§ About this exercise:
Because the material must match the original, reproduce every line of it exactly.

§ Excerpted data:
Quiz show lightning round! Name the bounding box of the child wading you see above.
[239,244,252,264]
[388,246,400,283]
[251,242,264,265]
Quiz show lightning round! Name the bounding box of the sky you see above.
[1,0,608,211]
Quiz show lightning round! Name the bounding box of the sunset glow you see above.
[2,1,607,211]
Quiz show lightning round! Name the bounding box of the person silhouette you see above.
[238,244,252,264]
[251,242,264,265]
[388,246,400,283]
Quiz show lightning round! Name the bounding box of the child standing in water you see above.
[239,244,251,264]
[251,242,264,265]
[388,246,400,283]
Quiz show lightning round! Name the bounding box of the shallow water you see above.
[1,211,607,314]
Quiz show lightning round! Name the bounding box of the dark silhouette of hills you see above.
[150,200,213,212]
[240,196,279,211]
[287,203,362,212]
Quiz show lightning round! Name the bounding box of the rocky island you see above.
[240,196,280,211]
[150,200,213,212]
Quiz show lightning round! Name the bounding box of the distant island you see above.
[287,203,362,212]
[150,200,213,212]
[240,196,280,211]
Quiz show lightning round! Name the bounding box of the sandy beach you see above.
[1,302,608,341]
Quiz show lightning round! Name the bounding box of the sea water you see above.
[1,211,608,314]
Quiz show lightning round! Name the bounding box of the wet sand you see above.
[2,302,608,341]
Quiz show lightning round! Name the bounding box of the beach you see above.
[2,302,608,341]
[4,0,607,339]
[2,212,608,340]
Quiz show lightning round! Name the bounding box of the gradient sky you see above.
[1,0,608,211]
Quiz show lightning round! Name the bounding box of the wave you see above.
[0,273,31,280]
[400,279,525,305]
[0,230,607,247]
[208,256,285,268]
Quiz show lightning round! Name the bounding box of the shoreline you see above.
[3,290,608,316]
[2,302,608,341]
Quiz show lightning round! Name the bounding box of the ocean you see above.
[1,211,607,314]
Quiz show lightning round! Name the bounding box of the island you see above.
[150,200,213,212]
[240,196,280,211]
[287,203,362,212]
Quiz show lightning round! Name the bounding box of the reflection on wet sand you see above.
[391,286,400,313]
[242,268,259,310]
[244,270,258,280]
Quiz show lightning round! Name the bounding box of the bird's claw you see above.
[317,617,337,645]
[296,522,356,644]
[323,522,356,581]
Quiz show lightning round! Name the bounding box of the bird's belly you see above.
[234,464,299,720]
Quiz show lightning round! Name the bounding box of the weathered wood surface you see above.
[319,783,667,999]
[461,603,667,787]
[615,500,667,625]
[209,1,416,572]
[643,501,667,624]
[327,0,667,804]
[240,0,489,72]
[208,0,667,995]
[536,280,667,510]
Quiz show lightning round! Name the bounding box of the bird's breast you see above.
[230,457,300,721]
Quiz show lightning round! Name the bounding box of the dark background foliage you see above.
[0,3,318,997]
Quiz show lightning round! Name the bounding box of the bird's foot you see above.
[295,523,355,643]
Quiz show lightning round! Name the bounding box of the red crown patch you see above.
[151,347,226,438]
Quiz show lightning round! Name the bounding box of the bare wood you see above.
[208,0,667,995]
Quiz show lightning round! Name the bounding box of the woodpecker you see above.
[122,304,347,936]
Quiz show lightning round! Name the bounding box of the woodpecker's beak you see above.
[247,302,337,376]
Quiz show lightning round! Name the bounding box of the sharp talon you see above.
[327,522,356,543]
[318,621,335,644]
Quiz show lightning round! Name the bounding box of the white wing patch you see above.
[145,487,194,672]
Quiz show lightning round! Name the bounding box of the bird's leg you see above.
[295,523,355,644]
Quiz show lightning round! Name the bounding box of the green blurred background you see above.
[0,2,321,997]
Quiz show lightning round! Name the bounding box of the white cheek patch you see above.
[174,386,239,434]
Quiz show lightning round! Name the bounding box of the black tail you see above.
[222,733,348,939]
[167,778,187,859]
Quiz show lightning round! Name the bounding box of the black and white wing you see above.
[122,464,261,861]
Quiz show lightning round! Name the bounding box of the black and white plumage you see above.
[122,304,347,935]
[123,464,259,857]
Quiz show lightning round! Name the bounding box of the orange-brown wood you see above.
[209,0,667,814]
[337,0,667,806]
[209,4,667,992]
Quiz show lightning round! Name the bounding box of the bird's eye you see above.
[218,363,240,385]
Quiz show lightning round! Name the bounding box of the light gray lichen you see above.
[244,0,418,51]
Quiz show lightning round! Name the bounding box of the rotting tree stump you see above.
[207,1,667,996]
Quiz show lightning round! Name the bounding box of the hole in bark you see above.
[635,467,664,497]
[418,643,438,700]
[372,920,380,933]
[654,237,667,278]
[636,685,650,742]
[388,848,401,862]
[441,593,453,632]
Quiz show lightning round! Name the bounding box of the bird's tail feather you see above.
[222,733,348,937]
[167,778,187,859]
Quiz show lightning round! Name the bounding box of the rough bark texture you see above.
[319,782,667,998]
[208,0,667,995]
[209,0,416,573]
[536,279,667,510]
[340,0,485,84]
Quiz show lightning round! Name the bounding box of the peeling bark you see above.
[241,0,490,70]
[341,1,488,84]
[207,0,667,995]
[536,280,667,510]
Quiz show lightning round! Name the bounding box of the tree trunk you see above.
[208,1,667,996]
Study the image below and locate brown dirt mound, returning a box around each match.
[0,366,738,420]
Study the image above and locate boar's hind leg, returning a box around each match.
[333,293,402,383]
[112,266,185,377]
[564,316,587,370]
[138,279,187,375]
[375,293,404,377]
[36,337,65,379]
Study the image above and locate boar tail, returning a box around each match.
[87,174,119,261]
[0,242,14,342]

§ Task result:
Quiz show lightning round! Name the bounding box of the child wading you see above.
[239,244,252,264]
[388,246,400,283]
[251,242,264,265]
Quiz show lightning round! Name the bounding box of the sky you see above.
[1,0,608,211]
Quiz show lightning round! Name the bounding box of the sunset glow you see above.
[2,1,607,211]
Quiz show lightning round! Name the bounding box of the person silhouette you see above.
[238,244,252,264]
[251,242,264,265]
[388,246,400,283]
Quiz show lightning round! Name the bounding box of the child standing in water you see above.
[239,244,251,264]
[251,242,264,265]
[388,246,400,283]
Quiz show lightning round! Name the bounding box of the shallow water you see above.
[1,211,607,314]
Quiz show lightning round! Name the bounding box of the dark silhouette of hills you see above.
[150,200,213,212]
[240,196,279,211]
[287,203,362,212]
Quiz show lightning round! Name the bounding box of the rocky island you see above.
[240,196,280,211]
[150,200,213,212]
Quiz show lightning round! Name the bounding box of the distant island you see above.
[287,203,362,212]
[150,200,213,212]
[240,196,280,211]
Quiz show lightning round! Name the bounding box of the sandy beach you see above.
[1,302,608,341]
Quiz show lightning round! Name the bounding box of the sea water you see above.
[1,211,608,314]
Quiz show lightning round! Name the bounding box of the wet sand you see above.
[2,302,608,341]
Quiz show lightning round! Name the bounding box of the beach you see above.
[2,302,608,341]
[4,0,607,339]
[2,212,608,340]
Quiz show lightning round! Name the bounding box of the gradient sky you see above.
[1,0,608,211]
Quiz show lightning round! Name the bounding box of the wave you see above.
[0,273,31,280]
[400,279,525,305]
[0,230,607,247]
[208,256,285,268]
Quiz show lightning round! Name the bounding box of the shoreline you see above.
[3,290,608,316]
[2,302,608,341]
Quiz show lightning round! Name the bounding box of the ocean you see above.
[1,211,607,314]
Quiz show lightning round! Name the bounding box of the island you see above.
[150,200,213,212]
[240,196,280,211]
[287,203,362,212]
Quiz show lightning round! Name the bounding box of the reflection on wet sand you see above.
[391,286,400,313]
[242,268,259,310]
[244,270,258,280]
Quiz show lightning round! Name the bounding box of the bird's claw you see above.
[317,617,337,645]
[296,522,356,644]
[323,522,356,581]
Quiz show lightning round! Name the bounding box of the bird's belly you see above.
[234,464,299,720]
Quiz show lightning round! Name the bounding box of the weathered wood surface you see above.
[319,783,667,999]
[461,603,667,787]
[615,500,667,625]
[209,1,416,572]
[643,501,667,624]
[327,0,667,804]
[240,0,489,72]
[208,0,667,995]
[536,280,667,510]
Quiz show lightning round! Name the bounding box of the bird's breast you see above.
[230,457,300,721]
Quiz show lightning round! Name the bounding box of the dark background foliage you see above.
[0,3,318,997]
Quiz show lightning round! Name the bounding box of the bird's foot you see above.
[295,523,355,643]
Quiz show lightning round! Name the bounding box of the red crown patch you see above.
[151,347,226,438]
Quiz show lightning round! Name the bounding box of the bare wood you see above.
[208,0,667,995]
Quiz show lightning round! Name the bounding box of the woodpecker you see above.
[122,304,347,936]
Quiz show lightning round! Name the bounding box of the woodpecker's beak you see above.
[247,302,337,376]
Quiz show lightning round! Name the bounding box of the sharp talon you see above.
[327,522,356,543]
[318,621,335,644]
Quiz show lightning round! Name the bounding box of the white wing patch you see above.
[145,487,194,672]
Quiz show lightning round! Name the bounding box of the bird's leg you see above.
[295,523,355,644]
Quiz show lightning round! Name the bounding box of the green blurred background you see above.
[0,2,321,997]
Quiz show lightning round! Name the bounding box of the white cheek patch you see above.
[174,386,239,434]
Quiz show lightning round! Name the bounding box of the black tail you see above.
[222,733,348,939]
[167,778,187,859]
Quiz show lightning round! Name the bounding box of the black and white wing you see above.
[122,464,261,861]
Quiz show lightning round! Name the bounding box of the black and white plumage you see above.
[122,304,347,935]
[123,464,259,857]
Quiz show lightning round! Name the bounding box of the orange-brown wood you see above.
[209,0,667,814]
[337,0,667,806]
[209,4,667,992]
Quiz show lightning round! Name the bounding box of the bird's eye you see above.
[218,363,240,385]
Quiz show lightning round! Name the bounding box of the light gray lichen you see above.
[244,0,418,51]
Quiz show lightning round! Name the bounding box of the rotting tree stump you see above.
[207,1,667,996]
Quiz show lightning round! Name the bounding box of the hole in bark you see above.
[635,467,664,497]
[418,643,438,700]
[372,920,380,933]
[654,237,667,278]
[636,685,650,742]
[388,848,401,862]
[441,593,453,632]
Quiz show lightning round! Name the bounding box of the bird's tail feather you see above.
[222,733,348,937]
[167,778,187,859]
Quiz show lightning round! Name the bounding box of the rough bark texture you see above.
[319,782,667,998]
[208,0,667,995]
[209,0,416,573]
[536,279,667,510]
[340,0,485,84]
Quiz show lightning round! Name the bounding box of the peeling bark you see above.
[241,0,490,70]
[341,1,488,84]
[207,0,667,995]
[536,280,667,510]
Quiz show lightning round! Name the bounding box of the tree trunk you see above.
[208,1,667,996]
Study the image below and locate brown dirt mound, returning a box around each match.
[0,366,738,420]
Study the image above and locate boar's hind leg, returning a box around each match.
[333,293,402,383]
[112,266,185,377]
[564,316,587,370]
[138,279,187,375]
[375,293,404,377]
[36,337,65,379]
Study the image above and locate boar tail, returning a box around each match.
[87,174,119,261]
[0,242,14,342]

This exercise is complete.